• _PROMPT_
Please copy the data exactly as it stands, minus the images.

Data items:

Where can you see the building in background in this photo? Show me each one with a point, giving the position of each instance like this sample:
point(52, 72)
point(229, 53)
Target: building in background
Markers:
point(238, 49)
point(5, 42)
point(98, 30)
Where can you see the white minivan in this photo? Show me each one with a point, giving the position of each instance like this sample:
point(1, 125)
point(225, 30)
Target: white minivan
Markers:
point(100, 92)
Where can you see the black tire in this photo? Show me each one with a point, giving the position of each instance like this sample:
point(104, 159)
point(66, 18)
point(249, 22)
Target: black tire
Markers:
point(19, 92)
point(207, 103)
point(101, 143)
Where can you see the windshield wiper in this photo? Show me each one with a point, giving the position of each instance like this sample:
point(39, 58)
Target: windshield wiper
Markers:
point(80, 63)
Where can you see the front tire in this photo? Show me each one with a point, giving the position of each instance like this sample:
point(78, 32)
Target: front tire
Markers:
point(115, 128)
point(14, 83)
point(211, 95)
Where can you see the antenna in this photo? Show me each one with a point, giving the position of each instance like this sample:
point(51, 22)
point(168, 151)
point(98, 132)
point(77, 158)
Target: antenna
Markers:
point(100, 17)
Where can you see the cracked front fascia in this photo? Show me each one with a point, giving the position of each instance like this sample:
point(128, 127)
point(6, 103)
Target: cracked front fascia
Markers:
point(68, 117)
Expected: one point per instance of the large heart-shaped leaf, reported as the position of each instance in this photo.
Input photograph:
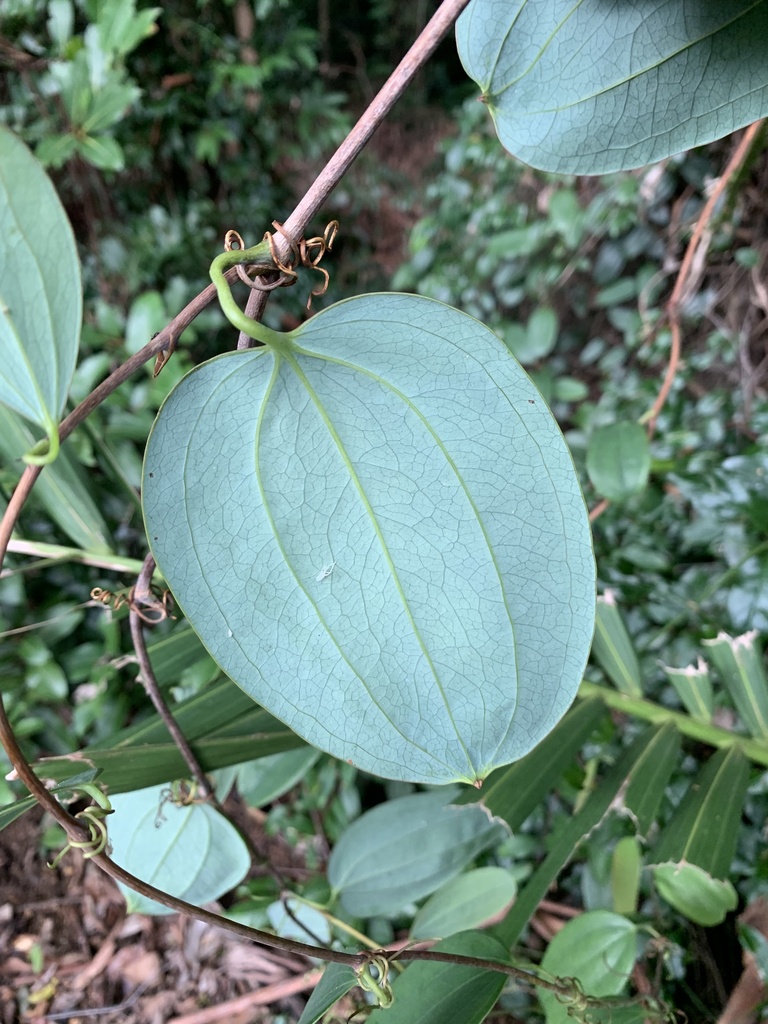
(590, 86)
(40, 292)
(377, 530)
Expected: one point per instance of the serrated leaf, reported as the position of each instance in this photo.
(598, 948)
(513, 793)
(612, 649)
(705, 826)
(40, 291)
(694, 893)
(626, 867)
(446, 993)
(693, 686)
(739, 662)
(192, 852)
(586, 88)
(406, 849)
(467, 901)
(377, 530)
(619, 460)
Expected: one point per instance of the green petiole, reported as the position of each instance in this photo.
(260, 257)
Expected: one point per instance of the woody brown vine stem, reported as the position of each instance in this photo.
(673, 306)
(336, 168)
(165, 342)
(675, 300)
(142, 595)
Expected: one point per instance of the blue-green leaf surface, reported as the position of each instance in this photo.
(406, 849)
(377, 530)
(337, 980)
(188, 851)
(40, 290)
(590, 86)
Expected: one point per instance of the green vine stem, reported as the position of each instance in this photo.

• _REPLY_
Where can you see the building in background in this photo? Show me each one with a point, giving the position of each instance like this sample:
point(52, 72)
point(229, 53)
Target: building in background
Markers:
point(238, 49)
point(5, 42)
point(98, 30)
Where can you see the white minivan in this photo? Show me each one with a point, giving the position of each instance like this sample:
point(1, 125)
point(225, 30)
Target: white minivan
Markers:
point(100, 92)
Where can you see the black tire in this photo? Show me each one with a point, giving the position of each instance like this sample:
point(104, 159)
point(66, 18)
point(249, 22)
Target: black tire
Markers:
point(19, 92)
point(207, 103)
point(101, 143)
Where can you see the windshield wiper in this photo? Show me each one with a point, giving the position of each instance like this sample:
point(39, 58)
Target: windshield wiper
Markers:
point(80, 63)
Where can you see the front tire in this photo? Show me each one with a point, giving the position of each instance like this sample:
point(78, 32)
Target: front tire
Markers:
point(115, 128)
point(14, 83)
point(211, 95)
Where can you see the antenna in this photo? Show me each one with a point, giving the position of each instance like this sample:
point(51, 22)
point(168, 151)
point(98, 132)
point(77, 158)
Target: antenna
Markers:
point(100, 17)
Where can you see the cracked front fascia in this photo? Show me each one with a point, giving the position of each instance like this sample:
point(128, 127)
point(6, 103)
Target: cracked front fascia
Markers:
point(68, 117)
Expected: one point per instance of the large heart-shaped leaf, reported as the position of each instance in this photo.
Input photograph:
(590, 86)
(40, 292)
(377, 530)
Expected: one point per instance of the serrated leaf, reported as the position of each instance in this photo.
(598, 948)
(513, 793)
(612, 649)
(705, 826)
(40, 291)
(694, 893)
(626, 867)
(446, 993)
(693, 686)
(739, 662)
(192, 852)
(586, 88)
(406, 849)
(467, 901)
(377, 530)
(619, 460)
Expected: one point per instance of the green petiole, reported as the position of each instance in this photo.
(260, 257)
Expected: one point per instance of the woody brown vine stem, reported as the position of each instance in this photo.
(673, 306)
(336, 168)
(165, 342)
(675, 300)
(142, 595)
Expected: one point per instance of the blue-green leaf surface, reported as the position of each instance in this photo.
(406, 849)
(377, 530)
(337, 980)
(188, 851)
(40, 290)
(590, 86)
Expected: one point per instance of the green vine stem, reported as the position of each instance in this photo.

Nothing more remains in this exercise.